» **Problem requirements**: Would it be possible to write out each entry below exactly, without the pictures?

Start of Source information

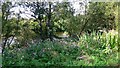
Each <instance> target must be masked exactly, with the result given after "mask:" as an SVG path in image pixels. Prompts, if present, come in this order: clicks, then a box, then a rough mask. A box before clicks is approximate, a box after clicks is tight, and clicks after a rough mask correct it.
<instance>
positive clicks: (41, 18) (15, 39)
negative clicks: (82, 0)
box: [0, 2, 120, 67]
mask: <svg viewBox="0 0 120 68" xmlns="http://www.w3.org/2000/svg"><path fill="white" fill-rule="evenodd" d="M80 4H81V6H79V7H80V8H81V7H85V9H82V11H84V12H83V14H80V13H79V14H76V13H77V12H76V11H75V9H74V8H73V4H72V3H71V2H61V3H59V2H55V3H54V2H22V3H17V2H15V3H12V2H4V3H2V13H1V14H0V17H1V19H2V34H1V36H0V37H2V59H3V61H2V65H3V67H4V66H81V65H83V66H106V65H107V66H118V65H119V58H118V45H119V42H118V41H120V39H119V37H118V30H119V29H118V12H119V11H118V3H116V2H107V3H105V2H95V3H92V2H90V3H86V4H84V3H83V2H80ZM16 7H17V8H18V7H20V8H21V9H22V11H21V10H18V11H17V12H15V10H13V9H14V8H16ZM24 9H25V10H24ZM79 10H80V9H79ZM27 12H30V13H31V14H30V13H27ZM26 14H27V15H28V17H27V19H26V18H23V17H22V15H23V16H24V15H26ZM75 14H76V15H75ZM27 15H26V16H27ZM29 16H30V18H29Z"/></svg>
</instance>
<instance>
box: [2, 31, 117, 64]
mask: <svg viewBox="0 0 120 68" xmlns="http://www.w3.org/2000/svg"><path fill="white" fill-rule="evenodd" d="M112 31H113V30H112ZM114 32H115V31H114ZM111 33H112V32H111V31H110V32H109V33H104V34H102V35H101V34H99V33H95V32H93V33H91V34H83V36H81V37H80V38H79V41H78V42H74V41H73V42H72V41H71V42H70V40H55V41H53V42H51V41H49V40H46V41H44V42H39V43H34V44H31V45H29V46H28V47H23V48H14V49H5V52H4V53H3V66H11V65H15V66H23V65H27V66H49V65H53V66H80V65H85V66H87V65H92V66H100V65H101V66H103V65H117V61H118V57H117V43H118V42H117V41H118V39H117V38H118V36H117V33H116V34H115V35H112V34H111ZM108 34H109V35H108ZM113 36H115V38H111V40H112V41H116V42H114V43H113V42H110V40H109V39H108V37H109V38H110V37H113ZM105 38H106V39H105Z"/></svg>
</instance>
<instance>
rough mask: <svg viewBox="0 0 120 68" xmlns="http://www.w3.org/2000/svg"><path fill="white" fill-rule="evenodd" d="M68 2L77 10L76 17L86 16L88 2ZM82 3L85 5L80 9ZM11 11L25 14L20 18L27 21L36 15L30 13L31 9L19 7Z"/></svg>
mask: <svg viewBox="0 0 120 68" xmlns="http://www.w3.org/2000/svg"><path fill="white" fill-rule="evenodd" d="M62 1H65V0H59V2H62ZM14 2H15V1H13V2H12V3H13V4H14ZM68 2H71V3H72V5H73V8H74V9H75V14H74V16H76V15H77V14H82V15H83V14H84V12H85V5H86V4H87V3H88V0H80V1H79V0H68ZM80 2H81V3H82V4H83V5H82V6H81V7H80V4H79V3H80ZM26 10H27V11H26ZM10 11H14V13H15V14H18V13H19V11H21V12H24V13H22V14H20V16H21V17H22V18H25V19H29V18H33V17H31V15H34V13H32V12H30V9H28V8H22V7H20V6H17V7H14V8H12V9H10ZM12 17H15V15H11V16H10V18H12Z"/></svg>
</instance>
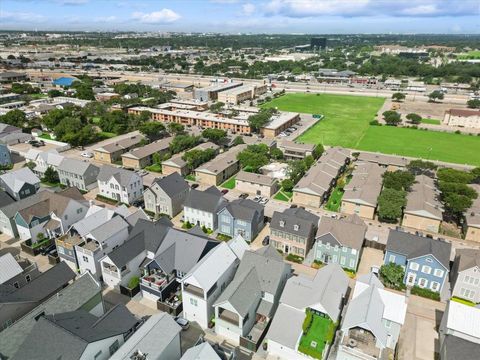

End of Source information

» **Final answer**:
Each <instance> target must be masked exactly, with the result given after "mask:" as an SVG path in image pixels. Prompts, if present, come in this order: clicks, then a box, then a rough mask. A box before clicks is approximate, a box after clicks is tight, and clicks after a rough mask correct it.
<instance>
positive clicks: (41, 18) (15, 39)
negative clicks: (82, 0)
box: [0, 2, 120, 67]
mask: <svg viewBox="0 0 120 68" xmlns="http://www.w3.org/2000/svg"><path fill="white" fill-rule="evenodd" d="M80 4H81V6H79V7H80V8H81V7H85V9H82V11H84V12H83V14H80V13H79V14H76V13H77V12H76V11H75V9H74V8H73V4H72V3H71V2H61V3H59V2H55V3H54V2H22V3H17V2H15V3H12V2H4V3H2V13H1V14H0V17H1V19H2V34H1V36H0V37H2V59H3V61H2V65H3V67H4V66H81V65H83V66H106V65H107V66H118V65H119V58H118V45H119V42H118V41H120V39H119V37H118V30H119V29H118V12H119V11H118V3H116V2H107V3H105V2H95V3H92V2H90V3H86V4H84V3H83V2H80ZM16 7H17V8H18V7H20V8H21V9H22V11H21V10H18V11H17V12H15V10H13V9H14V8H16ZM24 9H25V10H24ZM79 10H80V9H79ZM27 12H30V13H31V14H30V13H27ZM26 14H27V15H28V17H27V19H26V18H23V17H22V15H23V16H24V15H26ZM75 14H76V15H75ZM27 15H26V16H27ZM29 16H30V18H29Z"/></svg>
</instance>
<instance>
box: [2, 31, 117, 64]
mask: <svg viewBox="0 0 120 68" xmlns="http://www.w3.org/2000/svg"><path fill="white" fill-rule="evenodd" d="M112 31H113V30H112ZM114 32H115V31H114ZM111 33H112V32H111V31H110V32H109V33H104V34H102V35H101V34H99V33H95V32H93V33H91V34H83V36H81V37H80V38H79V41H78V42H74V41H73V42H72V41H71V42H70V40H55V41H53V42H51V41H49V40H46V41H44V42H39V43H34V44H31V45H29V46H28V47H23V48H14V49H5V52H4V53H3V66H11V65H15V66H23V65H27V66H49V65H53V66H80V65H85V66H87V65H92V66H100V65H101V66H103V65H117V61H118V57H117V43H118V42H117V41H118V39H117V38H118V36H117V33H116V34H115V35H112V34H111ZM108 34H109V35H108ZM113 36H115V38H111V40H112V41H116V42H114V43H113V42H110V40H109V39H108V37H109V38H110V37H113ZM105 38H106V39H105Z"/></svg>
</instance>
<instance>
rough mask: <svg viewBox="0 0 120 68" xmlns="http://www.w3.org/2000/svg"><path fill="white" fill-rule="evenodd" d="M68 2L77 10L76 17L86 16L88 2ZM82 3L85 5L80 9ZM11 11L25 14L20 18L27 21L36 15L30 13L31 9L19 7Z"/></svg>
mask: <svg viewBox="0 0 120 68" xmlns="http://www.w3.org/2000/svg"><path fill="white" fill-rule="evenodd" d="M62 1H65V0H59V2H62ZM14 2H15V1H13V2H12V3H13V4H14ZM68 2H71V3H72V5H73V8H74V9H75V14H74V16H76V15H77V14H82V15H83V14H84V12H85V5H86V4H87V3H88V0H80V1H79V0H68ZM80 2H81V3H82V4H83V5H82V6H81V7H80V4H79V3H80ZM26 10H27V11H26ZM10 11H14V13H15V14H18V13H19V11H21V12H24V13H22V14H20V16H21V17H22V18H25V19H29V18H33V17H31V15H34V13H32V12H30V9H28V8H22V7H20V6H17V7H14V8H12V9H10ZM12 17H15V15H11V16H10V18H12Z"/></svg>
</instance>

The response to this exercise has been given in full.